▶ **What the exercise asks**: Your task is to quote the material that follows, in full and exactly.
# START OF Material for the task
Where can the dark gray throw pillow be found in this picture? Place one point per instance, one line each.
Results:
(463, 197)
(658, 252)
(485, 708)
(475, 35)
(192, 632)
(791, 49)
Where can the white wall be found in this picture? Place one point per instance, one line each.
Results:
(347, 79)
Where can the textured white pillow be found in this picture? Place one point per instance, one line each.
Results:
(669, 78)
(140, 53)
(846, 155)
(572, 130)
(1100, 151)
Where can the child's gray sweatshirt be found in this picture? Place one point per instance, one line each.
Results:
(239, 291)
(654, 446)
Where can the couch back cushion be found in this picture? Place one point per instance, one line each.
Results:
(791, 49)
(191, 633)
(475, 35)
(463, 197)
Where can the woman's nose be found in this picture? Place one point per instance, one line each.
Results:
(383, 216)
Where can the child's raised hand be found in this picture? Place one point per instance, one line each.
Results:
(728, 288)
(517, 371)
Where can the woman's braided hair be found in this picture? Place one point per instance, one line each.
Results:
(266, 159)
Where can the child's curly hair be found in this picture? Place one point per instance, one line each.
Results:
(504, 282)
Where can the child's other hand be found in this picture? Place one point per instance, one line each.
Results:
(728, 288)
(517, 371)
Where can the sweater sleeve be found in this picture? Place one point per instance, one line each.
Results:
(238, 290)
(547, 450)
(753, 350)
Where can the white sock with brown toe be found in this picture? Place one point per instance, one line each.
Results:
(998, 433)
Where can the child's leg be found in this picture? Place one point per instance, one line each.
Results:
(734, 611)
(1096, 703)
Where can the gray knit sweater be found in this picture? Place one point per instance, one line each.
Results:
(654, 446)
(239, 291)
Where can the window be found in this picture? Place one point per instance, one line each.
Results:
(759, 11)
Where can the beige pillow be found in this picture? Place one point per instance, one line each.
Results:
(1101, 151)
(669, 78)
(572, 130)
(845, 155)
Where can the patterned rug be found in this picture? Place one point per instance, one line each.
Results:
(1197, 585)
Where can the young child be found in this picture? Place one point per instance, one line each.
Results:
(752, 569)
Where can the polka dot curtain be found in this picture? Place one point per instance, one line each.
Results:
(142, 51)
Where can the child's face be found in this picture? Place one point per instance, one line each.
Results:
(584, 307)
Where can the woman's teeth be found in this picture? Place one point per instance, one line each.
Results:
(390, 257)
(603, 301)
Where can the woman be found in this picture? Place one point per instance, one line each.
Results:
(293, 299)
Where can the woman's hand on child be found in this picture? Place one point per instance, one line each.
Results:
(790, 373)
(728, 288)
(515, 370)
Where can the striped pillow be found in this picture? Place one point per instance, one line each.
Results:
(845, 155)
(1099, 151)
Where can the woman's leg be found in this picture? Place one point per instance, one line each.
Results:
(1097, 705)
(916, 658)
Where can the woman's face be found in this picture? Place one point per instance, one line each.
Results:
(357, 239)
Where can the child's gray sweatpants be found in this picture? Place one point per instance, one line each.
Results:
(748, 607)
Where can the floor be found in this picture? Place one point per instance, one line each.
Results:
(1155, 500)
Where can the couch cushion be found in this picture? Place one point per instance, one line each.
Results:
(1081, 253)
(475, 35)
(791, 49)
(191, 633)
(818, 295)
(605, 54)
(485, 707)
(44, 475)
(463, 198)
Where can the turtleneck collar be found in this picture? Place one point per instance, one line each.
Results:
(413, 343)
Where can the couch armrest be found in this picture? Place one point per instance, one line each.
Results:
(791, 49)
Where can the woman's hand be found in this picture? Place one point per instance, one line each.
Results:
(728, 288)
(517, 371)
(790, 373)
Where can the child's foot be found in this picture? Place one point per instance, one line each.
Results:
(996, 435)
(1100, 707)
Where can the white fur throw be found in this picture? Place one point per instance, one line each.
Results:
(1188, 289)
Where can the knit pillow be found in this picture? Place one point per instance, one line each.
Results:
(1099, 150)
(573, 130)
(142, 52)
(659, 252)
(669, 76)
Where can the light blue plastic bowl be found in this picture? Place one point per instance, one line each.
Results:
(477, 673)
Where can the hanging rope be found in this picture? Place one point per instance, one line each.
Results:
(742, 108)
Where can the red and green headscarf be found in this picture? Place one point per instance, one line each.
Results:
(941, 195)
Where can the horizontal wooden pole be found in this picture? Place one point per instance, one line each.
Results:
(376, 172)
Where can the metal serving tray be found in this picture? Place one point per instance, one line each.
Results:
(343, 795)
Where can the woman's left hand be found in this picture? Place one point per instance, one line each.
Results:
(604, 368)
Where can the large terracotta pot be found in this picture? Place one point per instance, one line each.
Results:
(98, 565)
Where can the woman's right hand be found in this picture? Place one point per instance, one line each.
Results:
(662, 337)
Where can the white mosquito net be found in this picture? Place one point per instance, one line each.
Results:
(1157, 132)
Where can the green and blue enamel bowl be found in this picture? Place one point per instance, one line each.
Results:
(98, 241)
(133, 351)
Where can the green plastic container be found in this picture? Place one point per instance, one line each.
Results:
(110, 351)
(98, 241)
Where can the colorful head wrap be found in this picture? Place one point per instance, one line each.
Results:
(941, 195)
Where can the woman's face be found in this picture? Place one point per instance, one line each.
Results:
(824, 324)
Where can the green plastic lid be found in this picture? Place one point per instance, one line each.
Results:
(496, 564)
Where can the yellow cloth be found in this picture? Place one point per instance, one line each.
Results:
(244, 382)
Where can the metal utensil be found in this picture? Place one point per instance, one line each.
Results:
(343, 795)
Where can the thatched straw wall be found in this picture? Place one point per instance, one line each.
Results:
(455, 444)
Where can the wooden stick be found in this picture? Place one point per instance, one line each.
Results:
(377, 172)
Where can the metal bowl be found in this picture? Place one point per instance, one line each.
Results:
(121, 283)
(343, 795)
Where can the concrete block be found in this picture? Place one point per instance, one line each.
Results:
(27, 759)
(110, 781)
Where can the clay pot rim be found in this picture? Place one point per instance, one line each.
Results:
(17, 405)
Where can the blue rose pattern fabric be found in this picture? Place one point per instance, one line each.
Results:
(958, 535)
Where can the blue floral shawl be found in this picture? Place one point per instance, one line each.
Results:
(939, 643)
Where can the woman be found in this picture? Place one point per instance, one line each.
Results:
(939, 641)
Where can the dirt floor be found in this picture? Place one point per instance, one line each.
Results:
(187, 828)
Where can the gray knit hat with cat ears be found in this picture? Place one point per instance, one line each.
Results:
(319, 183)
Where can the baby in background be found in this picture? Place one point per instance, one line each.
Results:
# END OF Material for the task
▶ **Expected output**:
Where can the dark gray throw pillow be found in this picture? Place one point per instance, one line each.
Results:
(463, 197)
(658, 252)
(485, 708)
(475, 35)
(192, 632)
(791, 49)
Where can the white wall be found in this picture? Place one point per instance, one line each.
Results:
(347, 79)
Where can the textured white pillow be found in this picture? Place one point per instance, one line each.
Results:
(669, 78)
(140, 53)
(846, 155)
(572, 130)
(1100, 151)
Where can the child's gray sweatshirt be found in this picture? Place one point per instance, one line each.
Results:
(239, 291)
(654, 446)
Where can the couch back cushion be found in this picture? Place one point per instance, one line each.
Results:
(791, 49)
(191, 633)
(475, 35)
(463, 197)
Where can the woman's nose be found in this picture? Place one point per instance, one line each.
Results:
(383, 216)
Where can the child's raised hand be found in this picture? Place one point per instance, one line each.
Results:
(728, 288)
(517, 371)
Where can the woman's braided hair be found in this picture? Place one point per instance, one line each.
Results:
(266, 159)
Where can the child's curly hair be found in this picture? Place one point per instance, one line each.
Results:
(504, 282)
Where can the child's other hand be found in this picture? Place one point per instance, one line each.
Results:
(728, 288)
(517, 371)
Where can the sweater sleeve be found in this picture? Place one point per instance, one line each.
Results:
(238, 290)
(547, 450)
(753, 350)
Where can the white sock with brown toe be found in this picture? Place one point per instance, one line each.
Results:
(998, 433)
Where can the child's leg be found in this picture? Place one point per instance, one line each.
Results:
(734, 611)
(1096, 703)
Where can the gray knit sweater be found in this picture? Place one point per instance, one line each.
Results:
(654, 446)
(239, 291)
Where can the window be found in this picture? Place one point per instance, one line each.
Results:
(759, 11)
Where can the beige pillow be found in this picture? Place one point per instance, one line each.
Results:
(1101, 151)
(669, 78)
(572, 130)
(845, 155)
Where can the patterned rug be found in this picture? Place one point per instance, one line each.
Results:
(1197, 585)
Where can the young child be found in this picture? Place one point per instance, one line each.
Results:
(752, 569)
Where can the polka dot curtain be found in this picture? Place one point per instance, one line each.
Results:
(142, 51)
Where can the child's face be found in this picture? Place one point per instance, one line each.
Results:
(584, 307)
Where can the woman's teeth be found in this picture? Place one point per instance, one line each.
Results:
(390, 257)
(603, 301)
Where can the woman be found in this picture? Place one point per instance, one line each.
Results:
(293, 299)
Where can the woman's hand on child be found in this picture? Place one point per instance, one line each.
Results:
(790, 373)
(728, 288)
(515, 370)
Where can the striped pillow be found in this picture? Place one point per instance, one line each.
Results:
(845, 155)
(1099, 151)
Where can the woman's leg be found in this picture? Place one point per instance, one line each.
Results:
(1097, 705)
(916, 658)
Where can the woman's face be found in this picture? Place one point per instance, one line each.
Results:
(357, 239)
Where can the child's gray sweatpants be found in this picture? Place one point per instance, one line each.
Results:
(748, 607)
Where can the floor be found in this picture? Place one point per instance, one line each.
Results:
(1155, 500)
Where can the couch cushion be found in this picture? Place one point per instance, one line each.
Results:
(1081, 253)
(475, 35)
(791, 49)
(191, 633)
(818, 295)
(605, 54)
(485, 707)
(44, 475)
(463, 198)
Where can the turtleneck collar be found in this picture? Place one point per instance, one line each.
Results:
(413, 343)
Where can the couch armrest be found in this picture? Place one point per instance, one line each.
Results:
(791, 49)
Where can the woman's hand be found in this picture? Place one point per instance, one line each.
Results:
(728, 288)
(517, 371)
(790, 373)
Where can the child's foot be found in this picture? Place one point per instance, one line each.
Results:
(996, 435)
(1100, 707)
Where can the white fur throw be found in this picture? Place one point per instance, one line each.
Results:
(1188, 289)
Where can the knit pillow be found in this picture? Place one point per instance, one line each.
Results:
(1099, 150)
(573, 130)
(142, 52)
(659, 252)
(669, 76)
Where can the light blue plastic bowl be found in this picture? Place one point per instance, one line each.
Results:
(477, 673)
Where can the hanging rope be found in this picture? Place one point per instance, one line each.
Results:
(742, 108)
Where can the red and green headscarf be found in this picture? Place one point per instance, one line each.
Results:
(941, 195)
Where can the horizontal wooden pole be found in this picture? Place one point per instance, one line each.
Results:
(376, 172)
Where can the metal serving tray be found in this picture? Place one point per instance, one line each.
Results:
(343, 795)
Where can the woman's left hand be found in this picture? Place one point per instance, one line each.
Results:
(604, 368)
Where can the large terracotta pot be found in this picture? Place one point per instance, one line each.
Results:
(98, 565)
Where can the woman's right hand be found in this picture? Place one point per instance, one line each.
Results:
(662, 337)
Where can the white mosquito net be found in this picture? Place one point per instance, one line each.
Results:
(1157, 132)
Where can the green and blue enamel bowl be found in this picture? Place one point per instance, one line each.
Results:
(98, 241)
(133, 351)
Where can the green plastic container be found in this picture? Place one point per instance, one line each.
Results:
(110, 351)
(98, 241)
Where can the colorful head wrap be found in this picture? Place one point per instance, one line each.
Results:
(941, 195)
Where can the woman's face be found in this picture? Place one point per instance, one line each.
Results:
(824, 324)
Where can the green plastic lid be found in this picture? Place one point per instance, one line each.
Results:
(496, 564)
Where can the yellow cloth be found in this picture? Place one point per instance, one line each.
Results:
(244, 382)
Where can the metal utensil be found in this picture? Place one point per instance, one line each.
Results:
(343, 795)
Where can the thatched straw wall be found in this picture? Place one point per instance, one line each.
Results:
(455, 444)
Where can the wooden stick be found in this picture? Place one point per instance, one line each.
Results:
(377, 172)
Where can the metal bowl be found in this picture? Place one point per instance, one line each.
Results:
(121, 283)
(343, 795)
Where can the concrete block be found in this picture? Place one point per instance, one line each.
Results:
(27, 759)
(110, 781)
Where can the clay pot rim be found in this picture? Place one point per instance, one line each.
Results:
(17, 405)
Where can the blue rose pattern fabric be found in this picture? Place one point per instance, one line each.
Results:
(958, 535)
Where can the blue floral shawl be found in this picture? Place one point per instance, one line each.
Results:
(939, 643)
Where can the woman be found in this picture? Place one point per instance, one line each.
Results:
(939, 641)
Where can the dirt floor be found in this picture? Place one point per instance, one line each.
Results:
(187, 828)
Where can the gray knit hat with cat ears be found in this picture? Place one point per instance, one line each.
Results:
(319, 183)
Where can the baby in background be found in this picture? Place one point per instance, one line each.
Results:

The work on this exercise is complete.